◆ Material to process ◆
-- start --

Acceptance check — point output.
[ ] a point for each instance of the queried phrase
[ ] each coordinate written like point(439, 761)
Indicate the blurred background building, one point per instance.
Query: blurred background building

-- end --

◆ To do ◆
Rewrite the rows above, changing every "blurred background building" to "distant background building" and keeping everything else the same.

◆ Task result ◆
Acceptance check — point output.
[ ] a point for each instance of the queried phrase
[ ] each coordinate written like point(439, 761)
Indicate the distant background building, one point per instance.
Query: distant background building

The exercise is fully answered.